* **Prompt**:
Pull out every line below that contains the word "gradient", and copy each one in full.

Start

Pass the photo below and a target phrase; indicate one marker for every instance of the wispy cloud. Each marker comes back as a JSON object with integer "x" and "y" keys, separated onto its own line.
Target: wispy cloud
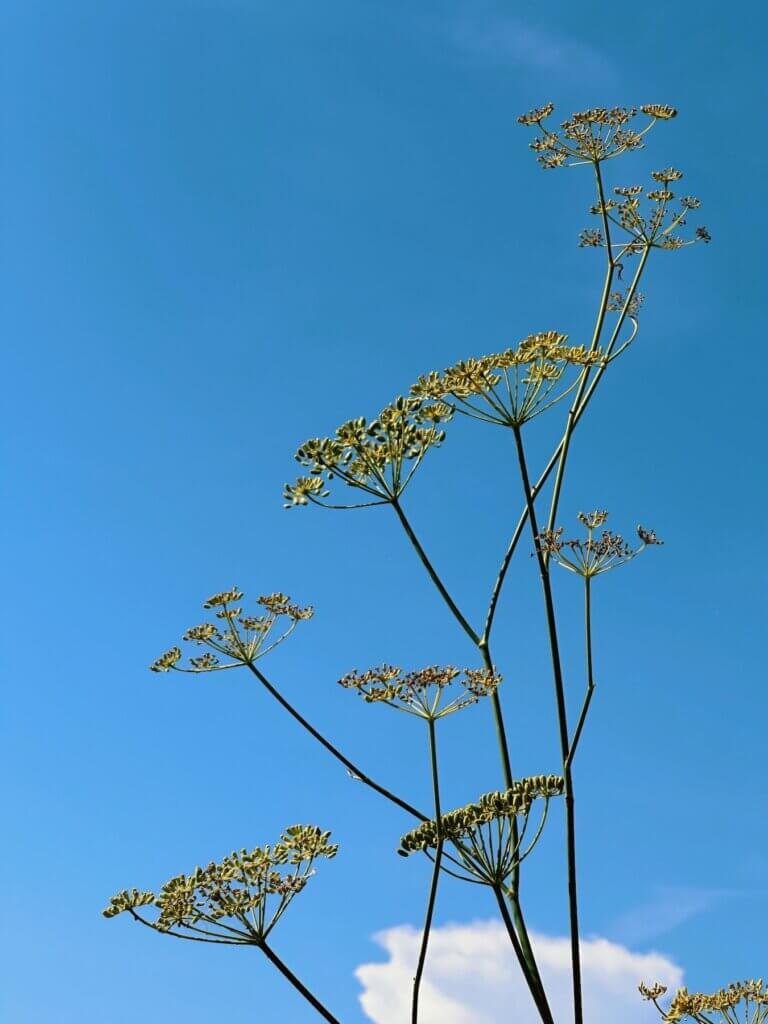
{"x": 668, "y": 907}
{"x": 472, "y": 978}
{"x": 494, "y": 35}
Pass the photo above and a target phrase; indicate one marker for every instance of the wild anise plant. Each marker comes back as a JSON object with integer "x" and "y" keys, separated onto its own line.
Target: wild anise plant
{"x": 240, "y": 899}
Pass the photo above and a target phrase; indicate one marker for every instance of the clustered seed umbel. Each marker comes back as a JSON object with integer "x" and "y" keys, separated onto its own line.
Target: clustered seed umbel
{"x": 593, "y": 555}
{"x": 239, "y": 899}
{"x": 484, "y": 835}
{"x": 378, "y": 458}
{"x": 420, "y": 692}
{"x": 655, "y": 228}
{"x": 593, "y": 135}
{"x": 240, "y": 639}
{"x": 691, "y": 1005}
{"x": 598, "y": 134}
{"x": 512, "y": 386}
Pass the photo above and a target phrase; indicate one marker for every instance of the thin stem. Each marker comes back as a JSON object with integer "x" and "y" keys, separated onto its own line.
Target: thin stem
{"x": 350, "y": 766}
{"x": 432, "y": 573}
{"x": 435, "y": 876}
{"x": 538, "y": 995}
{"x": 563, "y": 731}
{"x": 287, "y": 973}
{"x": 581, "y": 400}
{"x": 530, "y": 969}
{"x": 514, "y": 895}
{"x": 590, "y": 678}
{"x": 565, "y": 443}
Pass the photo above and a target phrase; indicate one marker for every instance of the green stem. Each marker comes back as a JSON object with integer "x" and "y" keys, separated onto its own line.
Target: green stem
{"x": 563, "y": 731}
{"x": 352, "y": 768}
{"x": 530, "y": 970}
{"x": 287, "y": 973}
{"x": 570, "y": 424}
{"x": 432, "y": 573}
{"x": 590, "y": 678}
{"x": 537, "y": 994}
{"x": 435, "y": 877}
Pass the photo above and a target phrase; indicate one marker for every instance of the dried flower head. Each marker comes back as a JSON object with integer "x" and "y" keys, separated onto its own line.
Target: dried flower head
{"x": 510, "y": 387}
{"x": 591, "y": 136}
{"x": 625, "y": 302}
{"x": 236, "y": 901}
{"x": 658, "y": 111}
{"x": 693, "y": 1006}
{"x": 486, "y": 843}
{"x": 378, "y": 458}
{"x": 422, "y": 692}
{"x": 239, "y": 639}
{"x": 593, "y": 555}
{"x": 645, "y": 229}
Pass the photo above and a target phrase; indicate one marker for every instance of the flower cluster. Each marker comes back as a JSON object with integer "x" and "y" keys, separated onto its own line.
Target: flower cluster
{"x": 512, "y": 386}
{"x": 237, "y": 900}
{"x": 421, "y": 692}
{"x": 617, "y": 300}
{"x": 591, "y": 136}
{"x": 484, "y": 835}
{"x": 694, "y": 1005}
{"x": 657, "y": 226}
{"x": 594, "y": 555}
{"x": 378, "y": 458}
{"x": 239, "y": 639}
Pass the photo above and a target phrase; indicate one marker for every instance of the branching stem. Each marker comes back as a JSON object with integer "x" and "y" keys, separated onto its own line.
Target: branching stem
{"x": 435, "y": 876}
{"x": 298, "y": 985}
{"x": 563, "y": 732}
{"x": 352, "y": 768}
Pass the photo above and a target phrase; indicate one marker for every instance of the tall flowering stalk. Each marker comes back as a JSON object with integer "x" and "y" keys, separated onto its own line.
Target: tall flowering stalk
{"x": 372, "y": 463}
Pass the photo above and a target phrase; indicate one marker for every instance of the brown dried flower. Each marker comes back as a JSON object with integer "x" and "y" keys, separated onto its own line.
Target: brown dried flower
{"x": 421, "y": 692}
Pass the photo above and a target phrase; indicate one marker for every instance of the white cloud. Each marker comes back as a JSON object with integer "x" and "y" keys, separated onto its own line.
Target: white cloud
{"x": 472, "y": 977}
{"x": 493, "y": 34}
{"x": 669, "y": 906}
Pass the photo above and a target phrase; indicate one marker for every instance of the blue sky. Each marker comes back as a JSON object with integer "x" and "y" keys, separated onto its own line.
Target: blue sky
{"x": 229, "y": 225}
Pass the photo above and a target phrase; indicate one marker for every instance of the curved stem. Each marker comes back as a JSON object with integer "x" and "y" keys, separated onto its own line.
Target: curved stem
{"x": 563, "y": 731}
{"x": 581, "y": 400}
{"x": 435, "y": 877}
{"x": 590, "y": 679}
{"x": 287, "y": 973}
{"x": 530, "y": 969}
{"x": 565, "y": 443}
{"x": 432, "y": 573}
{"x": 350, "y": 766}
{"x": 538, "y": 996}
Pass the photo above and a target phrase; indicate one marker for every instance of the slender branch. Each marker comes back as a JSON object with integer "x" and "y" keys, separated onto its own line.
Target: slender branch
{"x": 530, "y": 968}
{"x": 565, "y": 443}
{"x": 435, "y": 876}
{"x": 349, "y": 765}
{"x": 514, "y": 892}
{"x": 578, "y": 409}
{"x": 563, "y": 731}
{"x": 538, "y": 996}
{"x": 287, "y": 973}
{"x": 433, "y": 574}
{"x": 590, "y": 678}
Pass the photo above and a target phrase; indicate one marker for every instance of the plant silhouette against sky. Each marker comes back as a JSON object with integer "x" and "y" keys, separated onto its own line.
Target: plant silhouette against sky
{"x": 372, "y": 462}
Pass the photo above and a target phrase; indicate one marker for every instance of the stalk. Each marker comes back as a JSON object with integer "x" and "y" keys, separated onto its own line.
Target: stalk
{"x": 528, "y": 964}
{"x": 538, "y": 994}
{"x": 435, "y": 877}
{"x": 287, "y": 973}
{"x": 352, "y": 768}
{"x": 563, "y": 732}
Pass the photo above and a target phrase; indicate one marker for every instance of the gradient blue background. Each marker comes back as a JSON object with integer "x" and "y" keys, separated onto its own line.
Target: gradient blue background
{"x": 230, "y": 225}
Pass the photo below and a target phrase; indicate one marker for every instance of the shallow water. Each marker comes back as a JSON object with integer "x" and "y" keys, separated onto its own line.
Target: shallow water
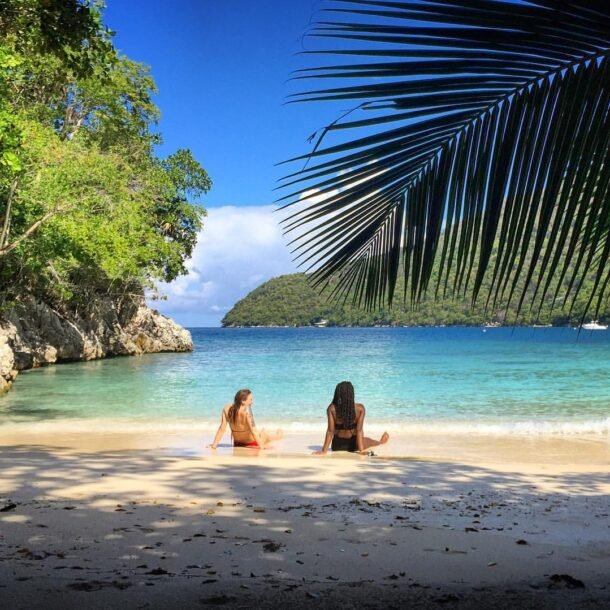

End

* **Response**:
Pass the photo above and a target phrase; indicate one marker for every instance of the gradient blue background. Each marker comes back as a JSON object with integer "x" and "y" keys, separated onto its own line.
Target: gradient blue background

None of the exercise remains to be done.